begin

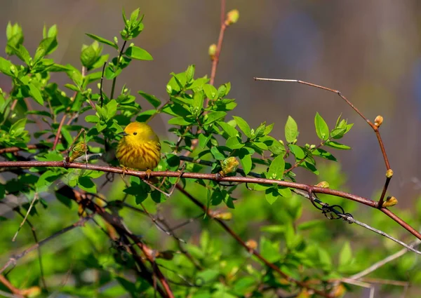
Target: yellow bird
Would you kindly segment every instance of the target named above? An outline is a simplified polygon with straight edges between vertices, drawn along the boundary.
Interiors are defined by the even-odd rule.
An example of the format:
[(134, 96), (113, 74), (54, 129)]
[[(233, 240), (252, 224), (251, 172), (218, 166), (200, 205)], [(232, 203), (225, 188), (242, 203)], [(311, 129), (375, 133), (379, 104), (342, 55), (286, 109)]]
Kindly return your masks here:
[(146, 170), (149, 178), (152, 170), (161, 160), (161, 143), (152, 128), (146, 123), (132, 122), (119, 135), (123, 137), (119, 142), (116, 156), (123, 170), (128, 168)]

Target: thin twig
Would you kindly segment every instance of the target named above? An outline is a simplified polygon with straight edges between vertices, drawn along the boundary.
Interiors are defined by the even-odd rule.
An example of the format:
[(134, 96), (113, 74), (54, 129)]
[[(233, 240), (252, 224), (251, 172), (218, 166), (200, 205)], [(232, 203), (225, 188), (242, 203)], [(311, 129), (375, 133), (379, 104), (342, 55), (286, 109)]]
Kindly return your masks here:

end

Could you rewrite the data above with each "simplified polygon" swapped for "closed polygon" and nothing else altered? Leave the pictures out.

Target: yellow bird
Would you kindly segment every instance of the target named above? An outline is a closed polygon with straight edges between vertices, drawn along the boundary.
Interiors are defined by the even-odd rule.
An example of the format:
[(134, 96), (113, 74), (54, 129)]
[[(233, 240), (252, 224), (251, 172), (218, 166), (200, 205)], [(232, 203), (225, 188), (242, 203)], [(311, 129), (375, 133), (379, 104), (342, 55), (286, 109)]]
Kindly return your masks here:
[(146, 170), (149, 178), (152, 170), (161, 160), (161, 143), (152, 128), (146, 123), (132, 122), (119, 135), (123, 137), (119, 142), (116, 156), (123, 170), (128, 168)]

Target: thin twig
Would you kindly segment every instance of the target named above? An outline is a closed polygon with straight edges between vertices, drawn along the boundary.
Interiors are defined by the even-odd rule.
An example of the format:
[(134, 96), (113, 74), (54, 129)]
[[(233, 240), (252, 224), (251, 172), (218, 166), (200, 205)], [(232, 203), (225, 188), (242, 203)], [(311, 129), (375, 133), (379, 104), (342, 55), (286, 109)]]
Kindly return your masks here:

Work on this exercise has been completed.